> _WHAT IS BEING ASKED_
Extend the passage describing figures of cloud instance types, starting right after its final sentence.

> _EXCERPTED TEXT_

──────────────────────────────

FIG. 10b shows a subset of the instance types 165 that represents the “commonly used” instance types. Because some instance families and/or sizes are highly specialized and are not commonly used, they can be considered “exotic”, and removing them from the map simplifies the representation. For example, focusing on the instance types that are used 99.9% of the time gives a representation similar to this figure.

FIG. 11 shows the commonly used instance types that are available in Microsoft's Azure cloud. This cloud provider offers a different set of instance sizes 171, and has a different set of families 172 than AWS EC2, causing the representation of the commonly used instances 173 to have a different shape.

FIG. 12a shows an analysis user interface where a specific Amazon Web Services (AWS) Elastic Compute Cloud (EC2) cloud instance 171 is selected and information about that instance's utilization patterns and recommendations is displayed. This interface includes a hyperlink 172 that provides access to the catalog map for that instance.

──────────────────────────────

(Region annotation entries)
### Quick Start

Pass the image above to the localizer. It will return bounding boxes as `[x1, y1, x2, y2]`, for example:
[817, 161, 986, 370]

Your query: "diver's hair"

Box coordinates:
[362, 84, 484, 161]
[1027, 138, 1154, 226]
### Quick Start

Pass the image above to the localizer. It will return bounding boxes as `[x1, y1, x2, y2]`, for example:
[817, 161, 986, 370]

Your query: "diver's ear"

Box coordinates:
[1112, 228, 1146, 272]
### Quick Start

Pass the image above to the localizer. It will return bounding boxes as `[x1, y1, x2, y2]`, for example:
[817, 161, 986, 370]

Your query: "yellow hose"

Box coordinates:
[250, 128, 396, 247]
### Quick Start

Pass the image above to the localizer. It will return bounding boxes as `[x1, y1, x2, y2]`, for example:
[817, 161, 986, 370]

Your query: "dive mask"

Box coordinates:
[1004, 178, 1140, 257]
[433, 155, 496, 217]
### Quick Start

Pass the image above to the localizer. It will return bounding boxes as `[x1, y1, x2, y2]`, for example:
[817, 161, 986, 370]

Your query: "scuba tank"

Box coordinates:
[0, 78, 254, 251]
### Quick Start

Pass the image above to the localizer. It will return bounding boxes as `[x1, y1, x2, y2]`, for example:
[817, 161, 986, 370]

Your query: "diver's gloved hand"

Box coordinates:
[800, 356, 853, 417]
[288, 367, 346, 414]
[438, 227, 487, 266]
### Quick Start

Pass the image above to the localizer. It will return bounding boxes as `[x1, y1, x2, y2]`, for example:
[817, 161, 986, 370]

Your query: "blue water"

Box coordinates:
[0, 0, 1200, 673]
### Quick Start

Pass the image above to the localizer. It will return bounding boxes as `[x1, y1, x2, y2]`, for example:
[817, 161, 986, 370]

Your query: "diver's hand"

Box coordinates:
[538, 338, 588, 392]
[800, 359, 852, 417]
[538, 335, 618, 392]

──────────────────────────────

> _OUTPUT OF THE TASK_
FIG. 12b shows an actual catalog map, which is the combination of the concepts of the abstract model from FIG. 9 and the actual catalog structures described in FIGS. 10a, 10b and 11. This is the result of analyzing a specific cloud workload against the commonly used AWS EC2 instance types, and the overall shape represents the instance types that are available in the specific AWS region where this workload is running, similar to FIG. 10b.

In this catalog map, the horizontal axis 181 represented the sizes of the instances available in the cloud provider, in this case Amazon Web Services. The horizontal axis 182 represents the available instance families, with more basic instance types on the left and more advanced and/or newer instance families on the right. The instance selected is currently running on an c4.xlarge instance 183, and the recommended instance type is a c6i.large 184. It can be appreciated that the horizontal axis can be sorted using different criteria, including age, cost, capability or other criteria, including user-defined sort orders.

The red zone 185 represents the set of instance types that have insufficient resources to host the workload based on its usage of CPU, memory or other resources. The orange zone 186 represents the set of instance types that are incompatible with the workload, based on its configuration and technical requirements. And the yellow zone 187 represents the set of instances that are technically compatible and large enough to host the workload, but that are too expensive based on the selected spend tolerance. This tolerance is applied to the ratio of the cost of the instance type in a particular cell to the cost of the optimal instance 184.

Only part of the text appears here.